DOKUMEN:
Relevansi Paradoks dalam
Diskursus Kontemporer
Fenomena
ini juga terlihat dalam perdebatan ilmiah modern. Gerakan positivisme logis,
misalnya, berusaha menghapus metafisika dengan menekankan prinsip verifikasi
empiris. Namun, prinsip itu sendiri bersifat metafisis dan filosofis, karena
tidak bisa diverifikasi secara empiris.⁸ Dengan kata lain, kritik terhadap filsafat justru
menjadi filsafat itu sendiri. Inilah paradoks mendasar yang mengukuhkan posisi
filsafat dalam kehidupan intelektual manusia.
Footnotes
[1]
Jürgen Habermas, The Theory of Communicative
Action, Vol. 1: Reason and the Rationalization of Society, trans. Thomas McCarthy
(Boston: Beacon Press, 1984), 42–43.
[2]
Karl R. Popper, The Logic of Scientific Discovery
(London: Hutchinson, 1959), 27.
[3]
Bertrand Russell, History of Western Philosophy
(London: George Allen & Unwin, 1945), 8.
[4]
Martin Heidegger, Introduction to Metaphysics,
trans. Gregory Fried and Richard Polt (New Haven: Yale University Press, 2000),
3–5.
[5]
Paul Ricoeur, Freedom and Nature: The Voluntary
and the Involuntary (Evanston: Northwestern University Press, 1966),
12–14.
[6]
Edmund Husserl, The Crisis of European Sciences
and Transcendental Phenomenology, trans. David Carr (Evanston:
Northwestern University Press, 1970), 6–7.
[7]
Alasdair MacIntyre, After Virtue (Notre Dame:
University of Notre Dame Press, 1981), 265–266.
[8]
A. J. Ayer, Language, Truth and Logic
(London: Victor Gollancz, 1936), 31–35.
4.
Perspektif Historis
4.1.
Filsafat sebagai Ibu Ilmu
Sejak
masa Yunani Kuno, filsafat dipandang sebagai induk dari segala bentuk
pengetahuan. Istilah philosophia digunakan untuk merujuk
pada keseluruhan pencarian rasional terhadap kebenaran, mencakup matematika,
logika, fisika, etika, hingga politik.¹ Plato melalui Republic
dan Timaeus
berusaha menyusun pandangan metafisik yang melandasi kosmologi dan etika,
sementara Aristoteles dalam Metaphysics dan Physics
meletakkan dasar-dasar ilmiah yang kelak berkembang menjadi sains modern.²
Dengan demikian, sejarah awal ilmu pengetahuan sesungguhnya tidak dapat
dilepaskan dari kerangka filsafat.

RINCIAN SOAL:
Jawablah pertanyaan berikut berdasarkan teks tentang filsafat di atas.
(a) Gerakan apa yang berusaha menghapus metafisika dengan menekankan prinsip verifikasi empiris?
(b) Siapa penulis Language, Truth and Logic, dan di kota mana buku itu terbit?
(c) Dalam karya apa Aristoteles meletakkan dasar-dasar ilmiah yang kelak berkembang menjadi sains modern?

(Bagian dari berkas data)
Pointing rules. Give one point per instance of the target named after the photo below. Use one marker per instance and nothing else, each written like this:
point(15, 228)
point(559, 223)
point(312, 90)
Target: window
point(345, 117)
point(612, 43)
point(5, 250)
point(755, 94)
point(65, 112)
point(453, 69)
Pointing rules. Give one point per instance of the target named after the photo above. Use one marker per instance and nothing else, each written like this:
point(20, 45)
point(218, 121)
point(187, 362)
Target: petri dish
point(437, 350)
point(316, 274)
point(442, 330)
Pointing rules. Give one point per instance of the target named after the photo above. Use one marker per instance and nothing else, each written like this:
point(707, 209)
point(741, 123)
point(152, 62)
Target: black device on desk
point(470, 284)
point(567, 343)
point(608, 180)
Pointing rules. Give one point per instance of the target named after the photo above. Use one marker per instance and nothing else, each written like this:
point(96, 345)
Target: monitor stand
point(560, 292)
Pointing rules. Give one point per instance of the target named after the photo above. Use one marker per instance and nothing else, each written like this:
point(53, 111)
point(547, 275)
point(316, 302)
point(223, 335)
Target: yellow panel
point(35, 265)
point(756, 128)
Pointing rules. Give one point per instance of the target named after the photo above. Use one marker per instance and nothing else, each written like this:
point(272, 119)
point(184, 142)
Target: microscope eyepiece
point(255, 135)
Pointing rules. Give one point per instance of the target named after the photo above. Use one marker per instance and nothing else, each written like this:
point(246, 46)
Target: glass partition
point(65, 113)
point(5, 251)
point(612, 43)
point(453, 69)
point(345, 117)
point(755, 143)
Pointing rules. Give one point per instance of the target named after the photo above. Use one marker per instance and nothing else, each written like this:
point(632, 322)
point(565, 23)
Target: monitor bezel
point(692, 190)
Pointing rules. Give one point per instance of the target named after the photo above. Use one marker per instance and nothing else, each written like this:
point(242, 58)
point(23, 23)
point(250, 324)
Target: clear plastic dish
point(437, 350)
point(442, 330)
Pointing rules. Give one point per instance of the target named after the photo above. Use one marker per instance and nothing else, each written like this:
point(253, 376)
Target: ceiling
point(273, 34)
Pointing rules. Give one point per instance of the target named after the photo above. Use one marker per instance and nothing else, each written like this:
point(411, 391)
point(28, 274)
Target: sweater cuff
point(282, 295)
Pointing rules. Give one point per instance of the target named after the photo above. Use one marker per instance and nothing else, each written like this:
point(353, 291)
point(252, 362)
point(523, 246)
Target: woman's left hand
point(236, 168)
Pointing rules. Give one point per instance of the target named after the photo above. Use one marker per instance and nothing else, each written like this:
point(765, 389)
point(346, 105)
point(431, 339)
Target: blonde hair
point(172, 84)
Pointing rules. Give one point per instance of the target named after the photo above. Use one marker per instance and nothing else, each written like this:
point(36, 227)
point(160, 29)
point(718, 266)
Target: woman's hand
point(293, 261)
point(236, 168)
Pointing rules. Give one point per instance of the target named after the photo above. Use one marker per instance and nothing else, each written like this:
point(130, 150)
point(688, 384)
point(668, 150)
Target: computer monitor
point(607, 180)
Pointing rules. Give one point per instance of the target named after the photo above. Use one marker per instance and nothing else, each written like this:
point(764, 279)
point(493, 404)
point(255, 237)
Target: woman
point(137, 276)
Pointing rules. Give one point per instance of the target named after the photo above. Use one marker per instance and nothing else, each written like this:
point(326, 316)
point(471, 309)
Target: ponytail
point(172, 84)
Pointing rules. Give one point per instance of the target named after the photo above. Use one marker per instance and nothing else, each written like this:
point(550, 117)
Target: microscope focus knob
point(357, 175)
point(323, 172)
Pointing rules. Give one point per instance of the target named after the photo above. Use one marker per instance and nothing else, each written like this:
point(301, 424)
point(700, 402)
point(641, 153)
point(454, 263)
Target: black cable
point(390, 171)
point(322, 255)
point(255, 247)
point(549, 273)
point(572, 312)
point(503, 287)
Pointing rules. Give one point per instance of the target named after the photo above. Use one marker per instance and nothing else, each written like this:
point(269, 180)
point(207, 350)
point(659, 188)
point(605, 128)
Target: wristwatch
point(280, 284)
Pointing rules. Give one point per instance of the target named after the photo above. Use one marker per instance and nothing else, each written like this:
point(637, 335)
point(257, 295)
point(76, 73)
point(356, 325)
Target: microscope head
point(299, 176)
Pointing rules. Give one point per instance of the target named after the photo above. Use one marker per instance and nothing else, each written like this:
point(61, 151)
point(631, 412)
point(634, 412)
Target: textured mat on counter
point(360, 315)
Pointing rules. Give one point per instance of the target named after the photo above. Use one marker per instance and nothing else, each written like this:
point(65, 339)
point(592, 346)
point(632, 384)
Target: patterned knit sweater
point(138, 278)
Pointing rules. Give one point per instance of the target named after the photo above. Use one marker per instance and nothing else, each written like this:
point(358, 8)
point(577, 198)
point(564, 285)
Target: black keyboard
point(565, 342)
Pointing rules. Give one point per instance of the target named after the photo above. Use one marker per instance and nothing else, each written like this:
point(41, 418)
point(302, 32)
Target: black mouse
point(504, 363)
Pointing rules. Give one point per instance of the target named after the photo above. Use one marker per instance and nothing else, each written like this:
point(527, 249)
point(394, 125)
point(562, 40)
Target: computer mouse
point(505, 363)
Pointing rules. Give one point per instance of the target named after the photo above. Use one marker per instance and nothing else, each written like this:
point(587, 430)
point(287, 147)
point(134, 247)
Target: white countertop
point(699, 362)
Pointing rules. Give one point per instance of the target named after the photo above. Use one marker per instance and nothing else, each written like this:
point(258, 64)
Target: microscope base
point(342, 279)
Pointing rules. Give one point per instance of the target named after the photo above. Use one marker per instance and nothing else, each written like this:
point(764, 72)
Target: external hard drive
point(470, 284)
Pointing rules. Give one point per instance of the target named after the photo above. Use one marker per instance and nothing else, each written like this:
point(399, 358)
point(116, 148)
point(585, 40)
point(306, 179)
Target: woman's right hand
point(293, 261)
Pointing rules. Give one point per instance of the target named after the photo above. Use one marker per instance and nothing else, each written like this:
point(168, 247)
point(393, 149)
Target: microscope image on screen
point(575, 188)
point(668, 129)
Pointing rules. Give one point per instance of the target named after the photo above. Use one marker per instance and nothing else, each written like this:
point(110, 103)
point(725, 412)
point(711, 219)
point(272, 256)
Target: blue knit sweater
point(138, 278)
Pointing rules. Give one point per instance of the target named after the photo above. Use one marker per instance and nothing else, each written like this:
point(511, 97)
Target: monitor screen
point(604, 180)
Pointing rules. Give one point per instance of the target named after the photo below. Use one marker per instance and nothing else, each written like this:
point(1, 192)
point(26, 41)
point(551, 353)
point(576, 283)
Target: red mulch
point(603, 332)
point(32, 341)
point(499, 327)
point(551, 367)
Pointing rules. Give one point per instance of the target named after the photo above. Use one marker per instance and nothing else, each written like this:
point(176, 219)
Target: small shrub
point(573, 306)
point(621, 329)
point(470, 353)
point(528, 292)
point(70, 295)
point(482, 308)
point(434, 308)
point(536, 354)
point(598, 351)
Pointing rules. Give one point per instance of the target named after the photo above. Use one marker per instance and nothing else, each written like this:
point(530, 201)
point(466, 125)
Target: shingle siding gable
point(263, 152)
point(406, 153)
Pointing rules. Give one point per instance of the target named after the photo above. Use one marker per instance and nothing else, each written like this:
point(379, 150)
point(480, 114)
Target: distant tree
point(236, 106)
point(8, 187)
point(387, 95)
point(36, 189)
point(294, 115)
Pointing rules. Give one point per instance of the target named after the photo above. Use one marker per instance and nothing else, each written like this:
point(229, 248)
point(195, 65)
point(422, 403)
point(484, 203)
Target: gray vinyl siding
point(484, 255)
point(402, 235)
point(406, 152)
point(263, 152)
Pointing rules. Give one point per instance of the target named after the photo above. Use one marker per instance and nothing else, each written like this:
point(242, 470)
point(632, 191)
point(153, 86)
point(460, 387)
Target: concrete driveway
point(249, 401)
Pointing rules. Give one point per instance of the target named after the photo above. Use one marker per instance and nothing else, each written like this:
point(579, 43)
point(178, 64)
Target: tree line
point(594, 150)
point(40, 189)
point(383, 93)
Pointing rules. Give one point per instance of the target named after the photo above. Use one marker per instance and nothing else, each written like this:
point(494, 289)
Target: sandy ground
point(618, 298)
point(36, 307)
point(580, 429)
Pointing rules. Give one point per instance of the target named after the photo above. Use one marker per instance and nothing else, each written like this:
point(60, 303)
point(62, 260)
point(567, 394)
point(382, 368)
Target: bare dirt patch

JAWABAN TUGAS:
(a) Positivisme logis.
(b) A. J. Ayer; buku itu terbit di London.
(c) Metaphysics dan Physics.